Data for this exercise:

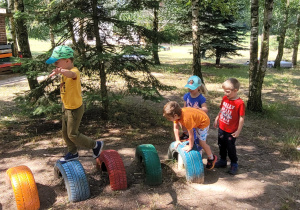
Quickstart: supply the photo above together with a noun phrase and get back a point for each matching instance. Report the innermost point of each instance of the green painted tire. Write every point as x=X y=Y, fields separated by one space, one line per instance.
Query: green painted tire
x=146 y=156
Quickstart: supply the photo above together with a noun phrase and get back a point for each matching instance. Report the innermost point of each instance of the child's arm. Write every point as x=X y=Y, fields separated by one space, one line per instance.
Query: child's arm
x=238 y=131
x=217 y=120
x=204 y=107
x=176 y=133
x=189 y=147
x=65 y=72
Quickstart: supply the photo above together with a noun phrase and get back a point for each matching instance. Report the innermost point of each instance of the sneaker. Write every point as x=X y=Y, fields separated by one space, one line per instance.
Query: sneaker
x=68 y=157
x=98 y=149
x=184 y=136
x=211 y=163
x=233 y=169
x=221 y=163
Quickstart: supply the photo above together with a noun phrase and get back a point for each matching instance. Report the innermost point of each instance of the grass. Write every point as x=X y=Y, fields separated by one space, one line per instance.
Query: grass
x=281 y=99
x=280 y=96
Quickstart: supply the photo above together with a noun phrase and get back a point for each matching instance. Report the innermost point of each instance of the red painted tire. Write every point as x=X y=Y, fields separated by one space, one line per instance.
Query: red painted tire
x=24 y=187
x=110 y=161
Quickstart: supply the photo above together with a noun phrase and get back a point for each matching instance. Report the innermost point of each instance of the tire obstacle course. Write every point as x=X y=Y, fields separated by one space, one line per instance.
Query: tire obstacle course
x=110 y=161
x=146 y=156
x=24 y=187
x=192 y=161
x=74 y=178
x=76 y=181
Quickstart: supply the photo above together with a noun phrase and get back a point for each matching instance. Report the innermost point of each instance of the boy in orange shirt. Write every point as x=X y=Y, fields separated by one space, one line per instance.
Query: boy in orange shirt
x=196 y=122
x=70 y=92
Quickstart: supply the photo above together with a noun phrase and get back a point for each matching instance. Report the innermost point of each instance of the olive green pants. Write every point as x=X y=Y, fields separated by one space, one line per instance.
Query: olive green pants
x=71 y=119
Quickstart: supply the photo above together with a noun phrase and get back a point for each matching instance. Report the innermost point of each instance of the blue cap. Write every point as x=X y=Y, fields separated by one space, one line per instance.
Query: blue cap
x=193 y=83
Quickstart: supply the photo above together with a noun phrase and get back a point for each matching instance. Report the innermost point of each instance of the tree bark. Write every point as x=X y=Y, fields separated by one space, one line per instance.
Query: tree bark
x=22 y=36
x=100 y=50
x=257 y=71
x=10 y=6
x=282 y=36
x=218 y=57
x=196 y=39
x=296 y=41
x=155 y=40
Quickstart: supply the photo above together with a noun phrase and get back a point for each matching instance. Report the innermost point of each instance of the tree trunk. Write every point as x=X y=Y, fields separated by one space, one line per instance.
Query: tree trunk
x=282 y=36
x=52 y=37
x=218 y=57
x=102 y=73
x=196 y=39
x=22 y=36
x=15 y=51
x=71 y=30
x=296 y=41
x=257 y=71
x=155 y=40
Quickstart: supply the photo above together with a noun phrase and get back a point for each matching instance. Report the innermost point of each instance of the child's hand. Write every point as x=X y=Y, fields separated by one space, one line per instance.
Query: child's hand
x=235 y=134
x=177 y=143
x=187 y=148
x=216 y=123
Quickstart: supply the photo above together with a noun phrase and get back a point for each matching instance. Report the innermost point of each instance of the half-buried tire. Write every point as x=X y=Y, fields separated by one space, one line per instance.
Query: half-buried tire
x=192 y=161
x=24 y=187
x=111 y=162
x=146 y=156
x=74 y=178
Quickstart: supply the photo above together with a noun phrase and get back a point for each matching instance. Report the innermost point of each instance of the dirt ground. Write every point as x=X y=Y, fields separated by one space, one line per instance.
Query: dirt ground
x=265 y=179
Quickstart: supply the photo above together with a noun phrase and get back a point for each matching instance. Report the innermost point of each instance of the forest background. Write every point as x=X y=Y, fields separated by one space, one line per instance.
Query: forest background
x=119 y=90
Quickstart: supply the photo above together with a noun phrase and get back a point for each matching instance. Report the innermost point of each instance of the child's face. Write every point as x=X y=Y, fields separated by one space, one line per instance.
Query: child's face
x=193 y=91
x=230 y=93
x=63 y=63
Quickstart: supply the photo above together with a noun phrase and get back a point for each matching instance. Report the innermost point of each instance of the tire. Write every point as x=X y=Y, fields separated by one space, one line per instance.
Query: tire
x=146 y=156
x=75 y=179
x=24 y=187
x=110 y=161
x=192 y=161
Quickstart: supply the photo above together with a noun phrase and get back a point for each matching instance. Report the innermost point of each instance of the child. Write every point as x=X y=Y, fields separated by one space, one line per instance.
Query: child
x=195 y=121
x=194 y=98
x=231 y=121
x=72 y=109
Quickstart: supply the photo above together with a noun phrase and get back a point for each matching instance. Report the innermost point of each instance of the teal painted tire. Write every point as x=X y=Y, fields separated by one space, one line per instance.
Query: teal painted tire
x=146 y=156
x=74 y=178
x=192 y=161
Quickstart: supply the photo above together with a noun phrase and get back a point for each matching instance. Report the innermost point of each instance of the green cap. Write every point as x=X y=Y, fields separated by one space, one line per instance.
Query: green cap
x=60 y=52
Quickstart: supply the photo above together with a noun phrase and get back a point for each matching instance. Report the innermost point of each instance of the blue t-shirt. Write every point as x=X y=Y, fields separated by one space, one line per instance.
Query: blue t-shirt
x=194 y=102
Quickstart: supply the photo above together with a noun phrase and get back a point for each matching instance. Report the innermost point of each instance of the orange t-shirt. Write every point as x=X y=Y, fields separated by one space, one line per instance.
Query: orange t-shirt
x=193 y=118
x=70 y=91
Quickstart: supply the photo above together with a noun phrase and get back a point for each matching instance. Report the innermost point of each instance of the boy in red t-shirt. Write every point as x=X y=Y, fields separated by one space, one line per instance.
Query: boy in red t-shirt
x=196 y=122
x=231 y=120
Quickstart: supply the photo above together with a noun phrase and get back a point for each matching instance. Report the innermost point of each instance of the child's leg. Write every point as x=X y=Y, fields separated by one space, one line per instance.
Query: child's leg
x=231 y=149
x=202 y=135
x=73 y=122
x=70 y=145
x=222 y=142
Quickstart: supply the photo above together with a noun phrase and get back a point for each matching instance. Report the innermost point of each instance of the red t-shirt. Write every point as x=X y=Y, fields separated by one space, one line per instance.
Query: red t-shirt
x=230 y=113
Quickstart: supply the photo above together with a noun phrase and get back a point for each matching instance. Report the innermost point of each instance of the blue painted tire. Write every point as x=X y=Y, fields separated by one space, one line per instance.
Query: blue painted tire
x=192 y=161
x=146 y=156
x=75 y=179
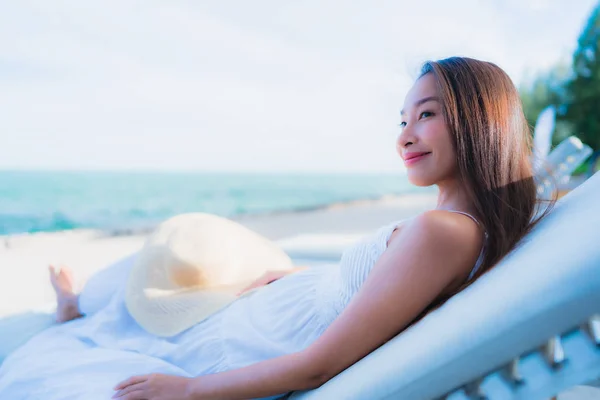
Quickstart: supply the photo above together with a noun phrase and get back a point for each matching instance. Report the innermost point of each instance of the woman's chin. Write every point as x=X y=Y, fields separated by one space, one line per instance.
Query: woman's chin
x=421 y=181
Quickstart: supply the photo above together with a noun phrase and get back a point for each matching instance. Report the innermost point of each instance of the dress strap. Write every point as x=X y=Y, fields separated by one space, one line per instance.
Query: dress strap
x=467 y=214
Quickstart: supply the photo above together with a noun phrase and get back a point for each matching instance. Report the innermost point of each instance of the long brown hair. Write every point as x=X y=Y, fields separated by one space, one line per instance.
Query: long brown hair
x=493 y=145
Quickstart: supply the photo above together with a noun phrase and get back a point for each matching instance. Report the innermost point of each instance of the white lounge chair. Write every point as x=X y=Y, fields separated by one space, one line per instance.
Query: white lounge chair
x=527 y=330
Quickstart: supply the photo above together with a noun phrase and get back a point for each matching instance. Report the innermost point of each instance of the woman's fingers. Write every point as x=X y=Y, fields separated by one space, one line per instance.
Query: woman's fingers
x=259 y=282
x=131 y=381
x=131 y=391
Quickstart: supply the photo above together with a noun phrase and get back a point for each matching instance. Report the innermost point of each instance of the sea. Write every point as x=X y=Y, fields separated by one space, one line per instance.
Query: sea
x=48 y=201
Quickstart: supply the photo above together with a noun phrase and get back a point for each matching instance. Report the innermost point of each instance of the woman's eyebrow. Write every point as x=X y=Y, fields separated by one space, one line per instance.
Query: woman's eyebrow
x=422 y=101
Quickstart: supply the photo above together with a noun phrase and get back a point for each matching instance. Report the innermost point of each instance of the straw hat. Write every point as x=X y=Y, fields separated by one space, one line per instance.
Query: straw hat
x=193 y=265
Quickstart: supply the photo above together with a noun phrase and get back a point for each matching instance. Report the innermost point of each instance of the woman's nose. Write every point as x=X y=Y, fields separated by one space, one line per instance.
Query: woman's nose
x=405 y=138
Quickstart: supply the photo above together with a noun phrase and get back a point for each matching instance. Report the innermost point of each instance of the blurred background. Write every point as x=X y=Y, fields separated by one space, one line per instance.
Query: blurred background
x=118 y=114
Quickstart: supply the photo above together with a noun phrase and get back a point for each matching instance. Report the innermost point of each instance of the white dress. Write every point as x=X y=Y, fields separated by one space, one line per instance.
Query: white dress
x=85 y=358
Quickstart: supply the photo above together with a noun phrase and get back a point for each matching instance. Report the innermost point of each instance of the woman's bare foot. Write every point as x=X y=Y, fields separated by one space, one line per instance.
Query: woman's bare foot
x=67 y=307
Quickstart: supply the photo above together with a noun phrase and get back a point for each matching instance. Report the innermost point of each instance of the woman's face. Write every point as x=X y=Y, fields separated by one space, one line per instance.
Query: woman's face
x=424 y=143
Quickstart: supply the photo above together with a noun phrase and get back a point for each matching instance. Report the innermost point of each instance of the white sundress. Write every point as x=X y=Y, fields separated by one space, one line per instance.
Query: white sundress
x=85 y=358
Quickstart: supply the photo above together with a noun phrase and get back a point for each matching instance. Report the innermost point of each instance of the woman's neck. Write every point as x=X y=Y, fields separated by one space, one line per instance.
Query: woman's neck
x=453 y=196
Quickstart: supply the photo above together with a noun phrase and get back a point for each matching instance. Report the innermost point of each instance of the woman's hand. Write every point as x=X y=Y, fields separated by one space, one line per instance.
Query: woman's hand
x=154 y=387
x=268 y=277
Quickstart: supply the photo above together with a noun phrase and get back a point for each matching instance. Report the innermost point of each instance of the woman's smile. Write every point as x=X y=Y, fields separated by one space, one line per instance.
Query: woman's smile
x=412 y=158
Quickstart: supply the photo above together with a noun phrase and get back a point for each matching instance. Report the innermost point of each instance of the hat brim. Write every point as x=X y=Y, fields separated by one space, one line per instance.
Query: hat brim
x=168 y=313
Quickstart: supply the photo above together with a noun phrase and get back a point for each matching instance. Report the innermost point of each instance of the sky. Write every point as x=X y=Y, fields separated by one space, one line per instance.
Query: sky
x=249 y=86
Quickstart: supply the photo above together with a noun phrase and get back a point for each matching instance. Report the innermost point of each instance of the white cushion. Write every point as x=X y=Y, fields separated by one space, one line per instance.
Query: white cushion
x=547 y=286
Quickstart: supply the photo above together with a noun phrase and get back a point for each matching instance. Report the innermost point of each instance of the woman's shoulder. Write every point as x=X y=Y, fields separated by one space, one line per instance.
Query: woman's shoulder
x=442 y=231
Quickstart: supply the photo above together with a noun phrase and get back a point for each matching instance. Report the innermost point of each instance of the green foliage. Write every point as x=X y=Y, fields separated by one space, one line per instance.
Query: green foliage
x=573 y=89
x=583 y=91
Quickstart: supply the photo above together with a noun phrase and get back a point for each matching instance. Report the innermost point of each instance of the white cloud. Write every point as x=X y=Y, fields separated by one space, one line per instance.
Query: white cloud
x=263 y=85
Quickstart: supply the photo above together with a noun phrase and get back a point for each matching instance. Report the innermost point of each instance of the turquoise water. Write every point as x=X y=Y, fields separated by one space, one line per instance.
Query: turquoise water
x=113 y=201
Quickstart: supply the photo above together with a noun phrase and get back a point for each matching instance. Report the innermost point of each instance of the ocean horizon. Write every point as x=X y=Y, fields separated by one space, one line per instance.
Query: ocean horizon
x=113 y=201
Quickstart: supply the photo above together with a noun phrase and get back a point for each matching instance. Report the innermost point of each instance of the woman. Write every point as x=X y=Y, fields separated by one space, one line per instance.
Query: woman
x=462 y=129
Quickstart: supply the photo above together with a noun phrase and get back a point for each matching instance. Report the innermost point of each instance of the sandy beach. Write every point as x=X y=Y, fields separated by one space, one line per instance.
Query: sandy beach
x=308 y=237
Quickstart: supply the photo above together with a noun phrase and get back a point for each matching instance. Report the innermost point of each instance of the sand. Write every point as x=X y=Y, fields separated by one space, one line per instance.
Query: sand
x=308 y=236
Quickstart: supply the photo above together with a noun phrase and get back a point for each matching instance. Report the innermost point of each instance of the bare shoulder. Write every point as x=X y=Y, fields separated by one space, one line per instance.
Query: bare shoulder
x=450 y=236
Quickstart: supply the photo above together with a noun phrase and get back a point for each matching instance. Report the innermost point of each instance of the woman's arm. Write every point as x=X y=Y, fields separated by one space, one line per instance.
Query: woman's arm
x=268 y=277
x=428 y=254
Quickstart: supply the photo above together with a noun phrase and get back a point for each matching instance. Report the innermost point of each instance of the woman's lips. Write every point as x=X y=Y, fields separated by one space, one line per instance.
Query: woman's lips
x=416 y=159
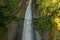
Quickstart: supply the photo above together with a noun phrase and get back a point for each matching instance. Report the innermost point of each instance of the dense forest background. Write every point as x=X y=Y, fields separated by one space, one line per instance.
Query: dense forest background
x=6 y=13
x=48 y=12
x=49 y=19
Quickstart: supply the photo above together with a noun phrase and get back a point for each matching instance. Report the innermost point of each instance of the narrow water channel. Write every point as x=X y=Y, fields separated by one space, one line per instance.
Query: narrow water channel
x=27 y=33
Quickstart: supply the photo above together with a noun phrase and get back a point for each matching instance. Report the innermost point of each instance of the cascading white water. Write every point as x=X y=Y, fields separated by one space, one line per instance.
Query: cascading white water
x=27 y=33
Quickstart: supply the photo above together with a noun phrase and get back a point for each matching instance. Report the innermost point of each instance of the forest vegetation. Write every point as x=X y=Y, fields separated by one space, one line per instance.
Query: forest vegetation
x=6 y=15
x=49 y=22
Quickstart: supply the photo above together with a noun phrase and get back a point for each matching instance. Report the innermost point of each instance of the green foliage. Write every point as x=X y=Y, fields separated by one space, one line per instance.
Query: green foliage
x=47 y=13
x=6 y=16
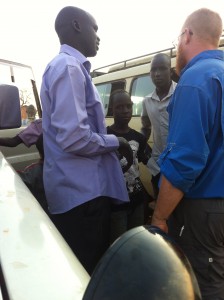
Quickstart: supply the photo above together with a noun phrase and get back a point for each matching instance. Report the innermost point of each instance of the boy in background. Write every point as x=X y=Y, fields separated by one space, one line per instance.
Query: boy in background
x=32 y=175
x=128 y=215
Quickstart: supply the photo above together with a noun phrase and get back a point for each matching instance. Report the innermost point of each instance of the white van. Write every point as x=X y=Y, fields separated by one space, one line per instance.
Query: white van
x=132 y=75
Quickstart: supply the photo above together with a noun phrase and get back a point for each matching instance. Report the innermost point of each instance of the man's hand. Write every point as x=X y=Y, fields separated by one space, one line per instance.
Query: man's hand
x=161 y=223
x=125 y=151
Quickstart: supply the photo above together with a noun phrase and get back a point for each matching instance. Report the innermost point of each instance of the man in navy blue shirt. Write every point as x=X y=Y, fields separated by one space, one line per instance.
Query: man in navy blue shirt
x=191 y=196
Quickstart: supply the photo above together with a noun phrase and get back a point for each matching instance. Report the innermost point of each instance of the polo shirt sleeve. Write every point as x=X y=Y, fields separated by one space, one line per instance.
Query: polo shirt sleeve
x=187 y=149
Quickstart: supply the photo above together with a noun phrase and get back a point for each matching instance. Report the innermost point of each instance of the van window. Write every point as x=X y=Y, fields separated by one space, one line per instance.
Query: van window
x=141 y=87
x=21 y=76
x=104 y=91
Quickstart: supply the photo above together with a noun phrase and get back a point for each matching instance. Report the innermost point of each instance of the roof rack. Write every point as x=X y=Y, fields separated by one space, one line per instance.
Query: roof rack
x=139 y=60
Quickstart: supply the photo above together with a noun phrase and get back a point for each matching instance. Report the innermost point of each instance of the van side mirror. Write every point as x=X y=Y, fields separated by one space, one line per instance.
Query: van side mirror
x=10 y=114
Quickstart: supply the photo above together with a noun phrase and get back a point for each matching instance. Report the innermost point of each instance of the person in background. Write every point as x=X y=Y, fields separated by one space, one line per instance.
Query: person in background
x=27 y=136
x=82 y=173
x=190 y=205
x=128 y=215
x=154 y=112
x=32 y=176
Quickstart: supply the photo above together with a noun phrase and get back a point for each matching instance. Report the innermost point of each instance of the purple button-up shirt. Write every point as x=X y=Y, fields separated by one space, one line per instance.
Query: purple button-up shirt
x=80 y=160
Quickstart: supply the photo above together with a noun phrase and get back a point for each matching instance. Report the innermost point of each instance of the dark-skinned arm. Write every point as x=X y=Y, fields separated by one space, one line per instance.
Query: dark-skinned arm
x=146 y=126
x=168 y=198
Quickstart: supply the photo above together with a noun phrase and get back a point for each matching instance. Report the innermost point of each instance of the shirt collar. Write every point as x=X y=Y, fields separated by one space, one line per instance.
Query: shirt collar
x=170 y=93
x=78 y=55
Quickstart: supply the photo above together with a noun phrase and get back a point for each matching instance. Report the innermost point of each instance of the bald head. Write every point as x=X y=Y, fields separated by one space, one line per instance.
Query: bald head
x=206 y=25
x=78 y=29
x=64 y=21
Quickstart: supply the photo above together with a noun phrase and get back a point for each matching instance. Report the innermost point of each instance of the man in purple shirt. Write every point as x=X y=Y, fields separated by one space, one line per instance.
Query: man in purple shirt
x=82 y=173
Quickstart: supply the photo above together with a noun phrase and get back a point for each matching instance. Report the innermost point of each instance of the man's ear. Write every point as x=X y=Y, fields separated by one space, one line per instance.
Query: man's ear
x=76 y=25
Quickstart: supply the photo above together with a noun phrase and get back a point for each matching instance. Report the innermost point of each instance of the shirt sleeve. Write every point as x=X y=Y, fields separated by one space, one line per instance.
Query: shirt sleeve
x=69 y=115
x=144 y=111
x=187 y=149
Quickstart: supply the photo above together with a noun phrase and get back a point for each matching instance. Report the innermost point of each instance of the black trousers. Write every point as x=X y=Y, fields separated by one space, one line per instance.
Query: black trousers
x=197 y=225
x=86 y=229
x=155 y=183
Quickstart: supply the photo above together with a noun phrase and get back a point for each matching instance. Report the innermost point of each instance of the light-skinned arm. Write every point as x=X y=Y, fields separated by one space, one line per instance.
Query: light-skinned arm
x=168 y=198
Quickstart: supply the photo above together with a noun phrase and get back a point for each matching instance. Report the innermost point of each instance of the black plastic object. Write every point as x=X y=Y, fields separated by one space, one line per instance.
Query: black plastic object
x=143 y=264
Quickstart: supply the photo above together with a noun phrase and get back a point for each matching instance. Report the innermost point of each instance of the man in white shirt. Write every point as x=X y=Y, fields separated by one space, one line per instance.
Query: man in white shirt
x=154 y=112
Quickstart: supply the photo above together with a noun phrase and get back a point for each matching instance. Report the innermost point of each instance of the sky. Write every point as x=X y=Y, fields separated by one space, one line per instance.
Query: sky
x=127 y=28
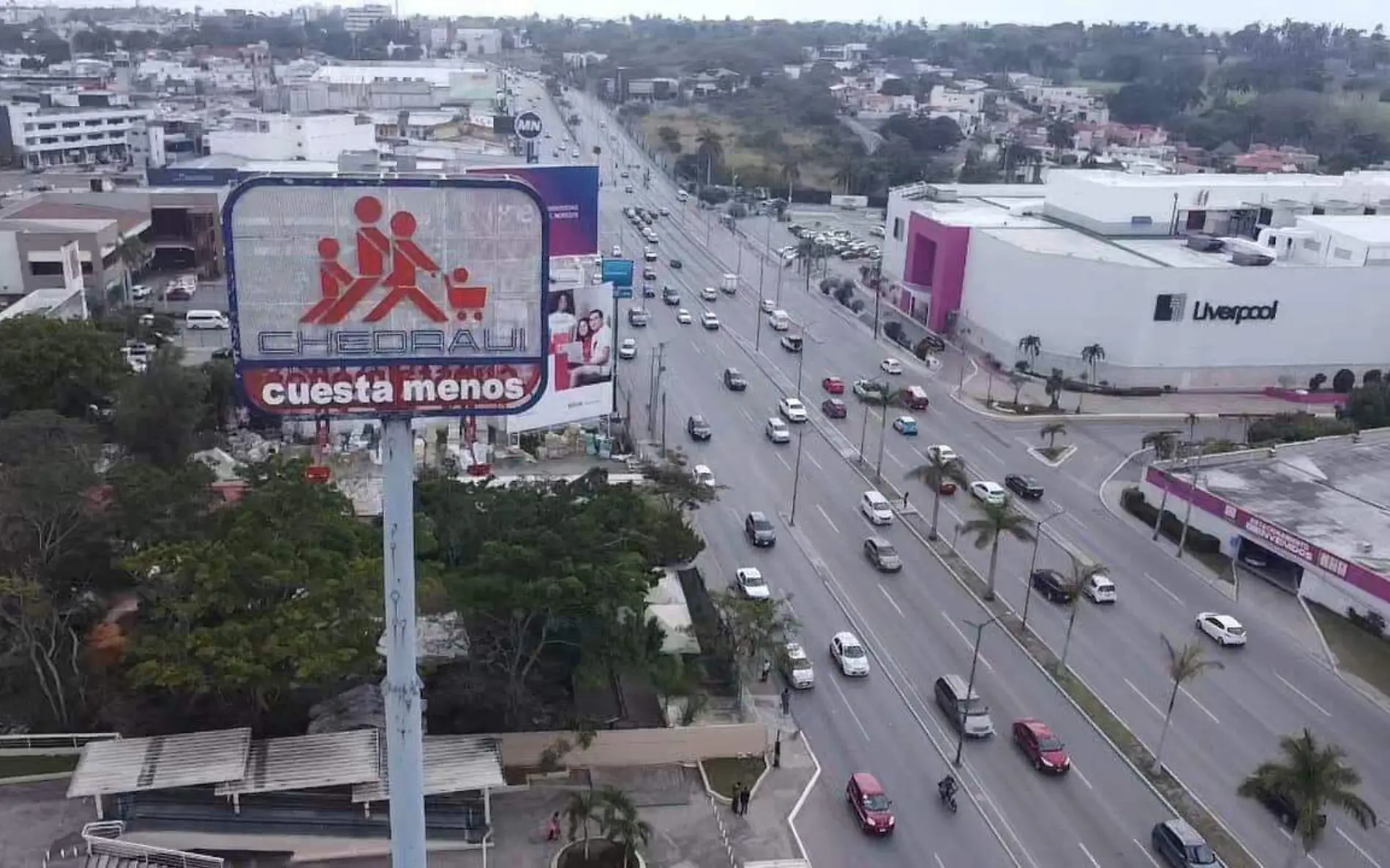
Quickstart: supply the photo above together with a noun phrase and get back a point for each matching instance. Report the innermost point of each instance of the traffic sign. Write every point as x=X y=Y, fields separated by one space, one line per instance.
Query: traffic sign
x=528 y=125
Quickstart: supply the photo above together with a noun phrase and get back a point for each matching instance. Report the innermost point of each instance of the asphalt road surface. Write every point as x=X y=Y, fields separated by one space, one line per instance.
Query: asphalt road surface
x=1225 y=724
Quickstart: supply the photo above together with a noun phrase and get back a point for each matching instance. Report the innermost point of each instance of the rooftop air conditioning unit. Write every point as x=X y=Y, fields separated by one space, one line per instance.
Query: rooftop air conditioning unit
x=1206 y=244
x=1246 y=257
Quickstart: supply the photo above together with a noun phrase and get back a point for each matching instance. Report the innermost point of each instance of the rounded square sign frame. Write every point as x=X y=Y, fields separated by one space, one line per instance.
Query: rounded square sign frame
x=394 y=370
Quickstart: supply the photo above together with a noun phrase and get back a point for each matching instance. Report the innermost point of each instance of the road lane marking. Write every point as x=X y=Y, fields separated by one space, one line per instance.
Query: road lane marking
x=1147 y=854
x=1139 y=693
x=965 y=639
x=834 y=682
x=1301 y=695
x=1357 y=848
x=1087 y=854
x=891 y=602
x=1164 y=588
x=1187 y=693
x=1078 y=772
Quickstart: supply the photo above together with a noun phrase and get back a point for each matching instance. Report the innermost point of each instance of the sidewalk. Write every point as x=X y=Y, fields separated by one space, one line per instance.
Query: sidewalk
x=982 y=386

What is being asked: Can you quote exactly the lines from the one containing "of the road" through the last line of the records above, and nothing else?

Exercise output:
Quickstart: supply the photo above together with a noun phrase and get back a point for each matching instance. Report the innermost point of each instance of the road lane marking. Write every point as x=X y=Y, fields separated by one space, one line per instance.
Query: road lane marking
x=1147 y=854
x=1139 y=693
x=965 y=639
x=834 y=682
x=1301 y=695
x=1357 y=848
x=1087 y=854
x=891 y=602
x=1164 y=588
x=1187 y=693
x=1078 y=772
Quickstart: supply the photo above together with a noun phrase and get back a point for each matching instance. Report the innermost point of each instance of the sidewalk. Write every point as x=X y=Y, fields separated by one space, one line per instance.
Query: sidewalk
x=982 y=386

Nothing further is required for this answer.